▶ _Instruction_
Return the data below line for line, with no change to any character.

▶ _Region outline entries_
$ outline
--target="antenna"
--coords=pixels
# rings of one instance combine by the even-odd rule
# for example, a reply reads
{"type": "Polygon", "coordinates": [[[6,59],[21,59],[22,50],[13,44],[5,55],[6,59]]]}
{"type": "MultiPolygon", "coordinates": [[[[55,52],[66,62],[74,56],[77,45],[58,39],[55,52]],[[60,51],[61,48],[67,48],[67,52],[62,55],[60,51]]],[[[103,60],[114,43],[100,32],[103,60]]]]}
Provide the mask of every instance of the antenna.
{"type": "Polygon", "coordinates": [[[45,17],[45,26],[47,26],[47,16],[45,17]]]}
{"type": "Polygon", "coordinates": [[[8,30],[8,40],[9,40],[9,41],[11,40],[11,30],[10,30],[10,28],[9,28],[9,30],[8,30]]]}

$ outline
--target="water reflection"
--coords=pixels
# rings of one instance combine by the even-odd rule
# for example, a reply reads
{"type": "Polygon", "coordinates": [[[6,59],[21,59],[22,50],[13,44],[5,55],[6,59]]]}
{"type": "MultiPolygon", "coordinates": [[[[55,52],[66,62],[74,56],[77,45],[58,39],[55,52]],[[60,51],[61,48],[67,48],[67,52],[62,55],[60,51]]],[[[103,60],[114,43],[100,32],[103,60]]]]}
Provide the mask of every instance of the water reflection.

▶ _Written answer_
$ outline
--target="antenna"
--coords=pixels
# rings of one instance combine by the even-odd rule
# for example, a reply reads
{"type": "Polygon", "coordinates": [[[6,59],[21,59],[22,50],[13,44],[5,55],[6,59]]]}
{"type": "MultiPolygon", "coordinates": [[[[55,52],[66,62],[74,56],[77,45],[58,39],[55,52]],[[60,51],[61,48],[67,48],[67,52],[62,55],[60,51]]],[[[103,60],[114,43],[100,32],[103,60]]]]}
Provide the mask of every instance of the antenna.
{"type": "Polygon", "coordinates": [[[45,17],[45,26],[47,26],[47,16],[45,17]]]}
{"type": "Polygon", "coordinates": [[[8,30],[8,40],[9,40],[9,41],[11,40],[11,30],[10,30],[10,28],[9,28],[9,30],[8,30]]]}

$ outline
--target="water reflection"
--coords=pixels
# rings of one instance combine by the even-odd rule
# for example, a reply reads
{"type": "Polygon", "coordinates": [[[6,59],[21,59],[22,50],[13,44],[5,55],[6,59]]]}
{"type": "MultiPolygon", "coordinates": [[[[55,52],[66,62],[74,56],[77,45],[58,39],[55,52]],[[60,51],[61,48],[67,48],[67,52],[62,55],[60,51]]],[[[103,60],[114,43],[100,32],[103,60]]]]}
Provide the mask of every instance of the water reflection.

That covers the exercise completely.